-------- SELECTED PASSAGE
# Perdido Sharkin



## scarfus (Jul 18, 2012)

Went out and messed around in the kayak off Perdido this afternoon. I've seen a ton of shark out there the last couple of weeks while I'm out chasing kings and spanish, so I decided to try and wrassle with a couple of them today. 

I went out and caught a ladyfish, a bluefish, and a spanish in short order. Rigged up the bluefish, dropped it about 300 yds off the beach. Within 5 minutes of returning, had a strike, but unfortunately he bit the thing in half and somehow missed the rear hook. 

Took out the ladyfish the same distance, and again, within about 10 minutes, had a strike. Started reeling,and something felt funny, almost as though there was nothing on the end of the line. I finally got it up to the breakers, and whatever it was started freaking out. Dragged "it" in and discovered that "it" was actually two sharks that had crashed the same bait! I guess the feeling of nothing fighting was because the two sharks were swimming in opposite directions, and not getting anywhere. Weird wild stuff. Anyway, I'm not sure of the ID on them, so if anyone can help out I'd appreciate it. I know they aren't blacktips, and the snout seems to pointy to be a bull.
----------------
-------- MATERIAL
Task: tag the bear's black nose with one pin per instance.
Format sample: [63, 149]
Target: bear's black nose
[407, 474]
----------------
*YOUR INSTRUCTIONS*.
Reproduce the Perdido shark fishing post word for word, beginning at the words "# Perdido Sharkin" and stopping after "of them today.".

*TASK RESULT*.
# Perdido Sharkin



## scarfus (Jul 18, 2012)

Went out and messed around in the kayak off Perdido this afternoon. I've seen a ton of shark out there the last couple of weeks while I'm out chasing kings and spanish, so I decided to try and wrassle with a couple of them today.